Natural language region descriptions:
====

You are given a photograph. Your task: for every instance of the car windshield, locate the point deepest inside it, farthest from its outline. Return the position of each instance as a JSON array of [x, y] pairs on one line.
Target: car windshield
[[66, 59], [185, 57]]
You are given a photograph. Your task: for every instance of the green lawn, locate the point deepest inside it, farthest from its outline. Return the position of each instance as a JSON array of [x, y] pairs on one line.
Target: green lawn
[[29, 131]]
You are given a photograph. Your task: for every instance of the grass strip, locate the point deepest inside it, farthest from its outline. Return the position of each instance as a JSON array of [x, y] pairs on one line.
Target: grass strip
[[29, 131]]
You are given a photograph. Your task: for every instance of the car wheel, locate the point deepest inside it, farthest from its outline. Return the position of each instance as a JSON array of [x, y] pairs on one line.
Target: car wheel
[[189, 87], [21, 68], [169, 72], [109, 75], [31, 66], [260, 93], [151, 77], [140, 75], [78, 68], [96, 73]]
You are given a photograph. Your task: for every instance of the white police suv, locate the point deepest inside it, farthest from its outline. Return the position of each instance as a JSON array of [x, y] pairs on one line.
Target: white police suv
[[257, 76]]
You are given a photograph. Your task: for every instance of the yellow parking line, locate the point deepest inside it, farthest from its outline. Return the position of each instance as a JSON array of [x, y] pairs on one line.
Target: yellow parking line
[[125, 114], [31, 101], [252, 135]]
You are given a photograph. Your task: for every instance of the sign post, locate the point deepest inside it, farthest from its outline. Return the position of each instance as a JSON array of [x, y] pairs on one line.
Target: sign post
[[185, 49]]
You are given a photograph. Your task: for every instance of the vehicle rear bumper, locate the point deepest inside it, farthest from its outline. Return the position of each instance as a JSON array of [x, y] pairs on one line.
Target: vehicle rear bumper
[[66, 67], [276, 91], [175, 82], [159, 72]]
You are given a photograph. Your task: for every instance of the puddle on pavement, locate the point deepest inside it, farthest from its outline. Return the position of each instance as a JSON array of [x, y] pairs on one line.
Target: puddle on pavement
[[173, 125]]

====

• _Task prompt_
Could you copy out all of the records above exactly?

• _Written reply_
You are given a photograph. Your task: for every instance of the car windshield, locate the point deepest inside it, farthest from its outline. Return the position of each instance as a JSON array of [x, y] pairs on one line.
Target: car windshield
[[66, 59], [185, 57]]
You are given a photograph. Your task: for every instance of the green lawn, locate the point deepest inside it, farthest from its outline. Return the position of each instance as a JSON array of [x, y] pairs on one line.
Target: green lawn
[[29, 131]]
You are given a photograph. Your task: for every instance of the grass strip, locate the point deepest inside it, farthest from its outline. Return the position of each instance as a JSON array of [x, y] pairs on one line.
Target: grass strip
[[29, 131]]
You are given a photograph. Your task: for every instance of the car wheel, locate the point deepest inside it, farthest from its outline. Return the position of each instance as a JSON array of [x, y] pairs on one line.
Target: car wheel
[[189, 87], [21, 68], [169, 72], [109, 75], [31, 66], [260, 93], [151, 77], [140, 75], [78, 68], [96, 73]]
You are given a photograph. Your task: for every instance of the white police suv, locate the point deepest inside it, farthest from its outline. Return the position of each instance as a JSON array of [x, y] pairs on one line.
Target: white police suv
[[257, 76]]
You are given a photograph. Your task: for every instance of the yellow parking line, locate the point deepest inside it, farthest from its outline. Return the position of each instance as a JSON array of [x, y] pairs on one line.
Target: yellow parking line
[[125, 114], [31, 101], [252, 135]]
You are given a photograph. Your task: for every instance of the sign post, locate the point deepest inside it, farthest from its outline. Return the position of each instance as a JSON array of [x, y] pairs on one line.
Target: sign post
[[185, 49]]
You are given a photograph. Your task: for every instance of the vehicle rear bumper, locate the point deepest inside it, farthest from its outline. Return the position of each instance as a JSON array of [x, y] pairs on one line.
Target: vehicle rear bumper
[[66, 67], [276, 91], [175, 82], [159, 72]]
You are given a photograph. Your task: for every instance of the puddle on pavement, locate the point deepest inside it, farthest from its outline. Return the position of each instance as a JSON array of [x, y] pairs on one line.
Target: puddle on pavement
[[173, 125]]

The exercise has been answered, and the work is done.